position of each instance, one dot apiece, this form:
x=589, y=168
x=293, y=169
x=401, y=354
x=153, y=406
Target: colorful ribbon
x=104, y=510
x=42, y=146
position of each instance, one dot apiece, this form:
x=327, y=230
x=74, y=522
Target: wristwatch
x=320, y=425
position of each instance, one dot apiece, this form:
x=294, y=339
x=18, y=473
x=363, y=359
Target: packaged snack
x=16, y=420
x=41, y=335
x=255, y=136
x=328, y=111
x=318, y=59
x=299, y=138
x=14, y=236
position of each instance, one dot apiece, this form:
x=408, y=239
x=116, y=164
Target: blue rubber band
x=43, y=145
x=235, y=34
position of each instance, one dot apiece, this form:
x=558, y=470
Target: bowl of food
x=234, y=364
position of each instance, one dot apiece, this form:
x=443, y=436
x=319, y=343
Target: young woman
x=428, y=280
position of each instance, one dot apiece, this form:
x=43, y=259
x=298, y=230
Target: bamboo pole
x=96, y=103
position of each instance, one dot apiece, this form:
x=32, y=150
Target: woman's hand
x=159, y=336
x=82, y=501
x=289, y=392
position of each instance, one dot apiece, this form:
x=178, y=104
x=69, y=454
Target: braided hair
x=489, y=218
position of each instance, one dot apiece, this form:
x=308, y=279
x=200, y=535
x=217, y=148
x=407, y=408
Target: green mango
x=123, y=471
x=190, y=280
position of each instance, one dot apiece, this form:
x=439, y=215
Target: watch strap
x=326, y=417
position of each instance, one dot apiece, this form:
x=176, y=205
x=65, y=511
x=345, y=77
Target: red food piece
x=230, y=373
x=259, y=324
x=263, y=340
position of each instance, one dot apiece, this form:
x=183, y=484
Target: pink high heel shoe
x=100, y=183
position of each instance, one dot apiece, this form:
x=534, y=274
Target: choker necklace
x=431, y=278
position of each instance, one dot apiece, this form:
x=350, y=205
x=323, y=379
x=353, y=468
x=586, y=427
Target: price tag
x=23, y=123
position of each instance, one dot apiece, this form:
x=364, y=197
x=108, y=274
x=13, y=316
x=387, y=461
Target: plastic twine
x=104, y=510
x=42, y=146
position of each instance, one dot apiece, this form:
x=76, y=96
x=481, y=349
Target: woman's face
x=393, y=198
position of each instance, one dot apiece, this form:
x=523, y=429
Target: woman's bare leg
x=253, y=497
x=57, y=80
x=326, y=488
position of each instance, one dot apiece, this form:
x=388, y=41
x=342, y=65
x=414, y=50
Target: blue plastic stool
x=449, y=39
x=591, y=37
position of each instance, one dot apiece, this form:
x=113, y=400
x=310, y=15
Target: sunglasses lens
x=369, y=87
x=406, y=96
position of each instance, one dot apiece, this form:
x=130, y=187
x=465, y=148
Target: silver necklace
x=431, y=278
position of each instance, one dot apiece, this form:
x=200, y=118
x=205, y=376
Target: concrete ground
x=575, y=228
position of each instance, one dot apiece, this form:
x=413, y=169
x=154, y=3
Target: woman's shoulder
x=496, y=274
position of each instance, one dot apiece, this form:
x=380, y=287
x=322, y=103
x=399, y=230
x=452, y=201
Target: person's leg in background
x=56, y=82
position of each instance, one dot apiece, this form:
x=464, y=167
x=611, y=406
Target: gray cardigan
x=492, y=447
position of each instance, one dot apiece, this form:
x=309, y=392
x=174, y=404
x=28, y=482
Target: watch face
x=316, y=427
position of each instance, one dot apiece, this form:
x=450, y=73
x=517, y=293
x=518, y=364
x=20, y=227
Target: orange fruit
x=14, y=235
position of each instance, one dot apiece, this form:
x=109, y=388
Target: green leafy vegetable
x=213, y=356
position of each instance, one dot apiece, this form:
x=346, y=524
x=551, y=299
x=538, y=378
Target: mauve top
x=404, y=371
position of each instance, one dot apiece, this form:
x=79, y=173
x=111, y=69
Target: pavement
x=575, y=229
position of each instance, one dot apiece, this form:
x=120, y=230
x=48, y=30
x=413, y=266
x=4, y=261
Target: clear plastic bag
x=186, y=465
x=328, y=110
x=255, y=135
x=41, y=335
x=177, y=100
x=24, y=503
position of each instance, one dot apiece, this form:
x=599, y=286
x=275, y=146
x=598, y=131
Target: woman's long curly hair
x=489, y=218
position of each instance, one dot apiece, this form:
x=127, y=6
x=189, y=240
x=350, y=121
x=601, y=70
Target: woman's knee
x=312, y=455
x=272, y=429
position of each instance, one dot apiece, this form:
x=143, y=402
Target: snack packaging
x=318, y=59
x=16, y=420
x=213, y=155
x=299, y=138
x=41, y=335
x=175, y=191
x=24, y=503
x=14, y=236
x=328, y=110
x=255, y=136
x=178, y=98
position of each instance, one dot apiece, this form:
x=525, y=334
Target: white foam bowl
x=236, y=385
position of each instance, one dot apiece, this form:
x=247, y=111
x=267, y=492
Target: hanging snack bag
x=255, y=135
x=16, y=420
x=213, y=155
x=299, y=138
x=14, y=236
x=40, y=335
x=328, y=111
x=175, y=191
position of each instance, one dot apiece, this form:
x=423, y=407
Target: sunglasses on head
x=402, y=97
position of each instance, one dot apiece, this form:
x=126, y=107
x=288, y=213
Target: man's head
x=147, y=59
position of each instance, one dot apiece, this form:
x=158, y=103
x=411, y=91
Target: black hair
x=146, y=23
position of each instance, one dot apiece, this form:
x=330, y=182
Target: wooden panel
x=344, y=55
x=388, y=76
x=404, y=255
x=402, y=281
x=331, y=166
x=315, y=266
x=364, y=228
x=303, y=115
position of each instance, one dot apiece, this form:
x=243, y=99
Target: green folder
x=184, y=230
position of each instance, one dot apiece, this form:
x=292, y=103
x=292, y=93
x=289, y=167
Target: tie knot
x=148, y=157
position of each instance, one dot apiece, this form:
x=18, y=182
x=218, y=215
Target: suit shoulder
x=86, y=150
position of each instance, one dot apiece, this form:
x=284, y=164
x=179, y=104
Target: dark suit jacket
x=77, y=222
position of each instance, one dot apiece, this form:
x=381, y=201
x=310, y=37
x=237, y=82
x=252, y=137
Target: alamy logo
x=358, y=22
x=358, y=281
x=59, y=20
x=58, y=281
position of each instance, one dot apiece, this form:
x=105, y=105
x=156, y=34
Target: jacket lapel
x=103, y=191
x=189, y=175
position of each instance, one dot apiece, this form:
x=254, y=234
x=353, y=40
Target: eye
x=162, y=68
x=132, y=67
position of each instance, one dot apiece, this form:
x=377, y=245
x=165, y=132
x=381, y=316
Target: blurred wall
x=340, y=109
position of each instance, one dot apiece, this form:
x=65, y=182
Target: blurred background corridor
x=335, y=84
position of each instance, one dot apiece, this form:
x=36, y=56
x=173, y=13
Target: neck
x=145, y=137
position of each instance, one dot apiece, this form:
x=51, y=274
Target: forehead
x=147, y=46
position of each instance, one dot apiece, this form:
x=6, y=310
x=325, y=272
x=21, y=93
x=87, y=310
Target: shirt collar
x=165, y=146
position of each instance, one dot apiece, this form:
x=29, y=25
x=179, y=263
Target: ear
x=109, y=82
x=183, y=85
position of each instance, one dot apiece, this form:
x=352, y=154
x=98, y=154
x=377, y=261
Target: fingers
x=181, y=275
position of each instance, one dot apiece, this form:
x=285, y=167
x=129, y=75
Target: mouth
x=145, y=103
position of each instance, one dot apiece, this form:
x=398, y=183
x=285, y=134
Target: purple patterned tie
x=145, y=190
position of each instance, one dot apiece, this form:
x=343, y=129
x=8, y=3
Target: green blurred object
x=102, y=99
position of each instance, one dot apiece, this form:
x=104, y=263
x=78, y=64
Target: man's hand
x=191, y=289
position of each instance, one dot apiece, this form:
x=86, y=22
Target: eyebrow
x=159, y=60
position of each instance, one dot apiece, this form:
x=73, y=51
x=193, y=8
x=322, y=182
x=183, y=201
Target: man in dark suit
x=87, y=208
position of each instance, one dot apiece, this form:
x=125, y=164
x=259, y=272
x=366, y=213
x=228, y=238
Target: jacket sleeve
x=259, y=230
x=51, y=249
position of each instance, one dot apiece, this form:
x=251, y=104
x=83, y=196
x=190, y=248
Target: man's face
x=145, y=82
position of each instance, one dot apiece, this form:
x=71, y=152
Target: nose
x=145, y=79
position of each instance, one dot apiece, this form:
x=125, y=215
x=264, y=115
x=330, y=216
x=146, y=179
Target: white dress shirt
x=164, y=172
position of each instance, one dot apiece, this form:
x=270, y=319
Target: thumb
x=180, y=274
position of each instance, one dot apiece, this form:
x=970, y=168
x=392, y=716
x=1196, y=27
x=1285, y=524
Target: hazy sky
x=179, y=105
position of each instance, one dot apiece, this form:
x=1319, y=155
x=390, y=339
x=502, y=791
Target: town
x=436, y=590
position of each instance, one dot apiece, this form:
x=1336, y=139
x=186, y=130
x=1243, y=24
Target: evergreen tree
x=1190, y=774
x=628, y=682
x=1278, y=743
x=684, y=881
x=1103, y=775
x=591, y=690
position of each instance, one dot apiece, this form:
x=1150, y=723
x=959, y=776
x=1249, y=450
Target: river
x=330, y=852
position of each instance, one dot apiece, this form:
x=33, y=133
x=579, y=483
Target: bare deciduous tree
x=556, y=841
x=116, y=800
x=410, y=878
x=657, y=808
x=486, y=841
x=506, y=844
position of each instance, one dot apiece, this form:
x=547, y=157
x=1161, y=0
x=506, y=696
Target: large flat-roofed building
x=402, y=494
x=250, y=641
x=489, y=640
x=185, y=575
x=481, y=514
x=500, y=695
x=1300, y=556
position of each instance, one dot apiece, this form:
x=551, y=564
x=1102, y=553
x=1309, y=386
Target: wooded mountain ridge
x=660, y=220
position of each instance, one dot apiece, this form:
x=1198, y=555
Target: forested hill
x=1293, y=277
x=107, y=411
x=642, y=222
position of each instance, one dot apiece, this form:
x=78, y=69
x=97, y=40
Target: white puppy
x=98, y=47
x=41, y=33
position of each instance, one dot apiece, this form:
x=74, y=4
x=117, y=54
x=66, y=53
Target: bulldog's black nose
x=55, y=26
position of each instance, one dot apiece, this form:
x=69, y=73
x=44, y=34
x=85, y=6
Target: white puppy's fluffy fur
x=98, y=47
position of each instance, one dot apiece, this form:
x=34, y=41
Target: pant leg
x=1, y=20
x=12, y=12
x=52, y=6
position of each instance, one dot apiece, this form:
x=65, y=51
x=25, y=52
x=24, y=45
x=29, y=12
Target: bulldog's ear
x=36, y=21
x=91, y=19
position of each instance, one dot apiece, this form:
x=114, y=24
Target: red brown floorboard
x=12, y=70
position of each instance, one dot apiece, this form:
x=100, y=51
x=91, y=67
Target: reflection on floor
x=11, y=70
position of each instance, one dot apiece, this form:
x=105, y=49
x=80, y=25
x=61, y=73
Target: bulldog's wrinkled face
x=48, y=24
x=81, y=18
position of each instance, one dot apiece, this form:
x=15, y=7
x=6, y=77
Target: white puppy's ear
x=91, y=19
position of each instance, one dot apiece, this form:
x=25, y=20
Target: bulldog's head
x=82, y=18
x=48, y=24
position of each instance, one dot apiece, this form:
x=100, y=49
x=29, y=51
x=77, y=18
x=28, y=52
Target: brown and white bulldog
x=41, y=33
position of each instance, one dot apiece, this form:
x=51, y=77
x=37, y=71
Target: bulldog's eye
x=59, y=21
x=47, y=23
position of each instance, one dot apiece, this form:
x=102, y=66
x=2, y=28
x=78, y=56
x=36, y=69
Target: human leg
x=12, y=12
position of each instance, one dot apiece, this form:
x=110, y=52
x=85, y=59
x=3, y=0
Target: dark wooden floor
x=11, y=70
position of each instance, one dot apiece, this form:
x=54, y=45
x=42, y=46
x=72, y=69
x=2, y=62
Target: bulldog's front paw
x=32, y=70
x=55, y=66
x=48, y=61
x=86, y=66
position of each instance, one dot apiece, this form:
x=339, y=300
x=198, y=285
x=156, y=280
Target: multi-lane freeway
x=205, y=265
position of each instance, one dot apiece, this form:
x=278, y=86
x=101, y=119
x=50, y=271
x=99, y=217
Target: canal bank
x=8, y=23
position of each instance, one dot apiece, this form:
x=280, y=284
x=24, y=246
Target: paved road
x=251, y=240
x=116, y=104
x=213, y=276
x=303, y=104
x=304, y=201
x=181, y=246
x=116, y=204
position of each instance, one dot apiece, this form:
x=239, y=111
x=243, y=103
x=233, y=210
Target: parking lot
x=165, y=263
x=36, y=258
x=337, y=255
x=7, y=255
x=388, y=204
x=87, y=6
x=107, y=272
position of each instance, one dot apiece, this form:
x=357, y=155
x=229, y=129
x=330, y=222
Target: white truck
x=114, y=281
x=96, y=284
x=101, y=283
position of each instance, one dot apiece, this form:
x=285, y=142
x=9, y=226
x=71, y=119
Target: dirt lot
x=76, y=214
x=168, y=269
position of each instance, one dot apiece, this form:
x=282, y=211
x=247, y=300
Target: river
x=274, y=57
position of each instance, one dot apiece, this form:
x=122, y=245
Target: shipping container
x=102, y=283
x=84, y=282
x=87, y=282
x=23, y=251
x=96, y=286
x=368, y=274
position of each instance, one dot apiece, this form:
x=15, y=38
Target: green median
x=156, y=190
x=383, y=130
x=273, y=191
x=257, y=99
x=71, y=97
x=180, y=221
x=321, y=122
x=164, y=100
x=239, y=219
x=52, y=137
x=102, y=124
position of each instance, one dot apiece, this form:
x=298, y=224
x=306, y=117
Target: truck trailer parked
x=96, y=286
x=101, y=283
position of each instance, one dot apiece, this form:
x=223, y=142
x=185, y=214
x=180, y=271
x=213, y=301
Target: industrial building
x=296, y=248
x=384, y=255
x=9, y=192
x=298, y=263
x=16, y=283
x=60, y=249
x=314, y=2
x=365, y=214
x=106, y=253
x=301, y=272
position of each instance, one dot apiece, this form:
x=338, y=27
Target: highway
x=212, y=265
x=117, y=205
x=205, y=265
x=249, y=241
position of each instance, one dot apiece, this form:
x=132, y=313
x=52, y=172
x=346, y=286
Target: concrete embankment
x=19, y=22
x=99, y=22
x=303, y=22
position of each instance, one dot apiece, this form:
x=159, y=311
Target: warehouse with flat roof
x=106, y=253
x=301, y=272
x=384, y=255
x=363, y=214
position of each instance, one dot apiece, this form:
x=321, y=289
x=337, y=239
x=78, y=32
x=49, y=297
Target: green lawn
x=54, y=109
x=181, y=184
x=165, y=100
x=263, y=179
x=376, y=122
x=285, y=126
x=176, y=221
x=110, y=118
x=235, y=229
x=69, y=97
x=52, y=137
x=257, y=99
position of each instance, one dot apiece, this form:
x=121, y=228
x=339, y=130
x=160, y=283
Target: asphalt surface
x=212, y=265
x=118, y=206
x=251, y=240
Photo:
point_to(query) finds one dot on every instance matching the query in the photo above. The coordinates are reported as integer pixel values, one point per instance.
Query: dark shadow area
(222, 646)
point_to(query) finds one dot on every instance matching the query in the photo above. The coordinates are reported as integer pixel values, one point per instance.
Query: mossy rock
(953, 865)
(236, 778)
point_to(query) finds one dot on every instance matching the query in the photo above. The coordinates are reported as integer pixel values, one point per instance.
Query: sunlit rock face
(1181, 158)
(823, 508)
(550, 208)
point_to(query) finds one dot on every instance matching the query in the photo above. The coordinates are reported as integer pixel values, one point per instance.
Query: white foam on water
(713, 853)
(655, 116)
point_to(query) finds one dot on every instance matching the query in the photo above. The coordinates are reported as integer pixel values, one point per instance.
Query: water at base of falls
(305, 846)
..........
The problem:
Among the lines above, repeat exactly those from the line with "x=346, y=286" to the line with "x=49, y=297", counting both ends.

The completed task:
x=346, y=286
Target: concrete embankment
x=19, y=22
x=99, y=22
x=303, y=22
position of each instance, one dot apiece, this form:
x=159, y=311
Target: warehouse with flat roof
x=106, y=253
x=301, y=272
x=384, y=255
x=363, y=214
position of each instance, one dot apiece, this form:
x=321, y=289
x=337, y=239
x=78, y=32
x=49, y=297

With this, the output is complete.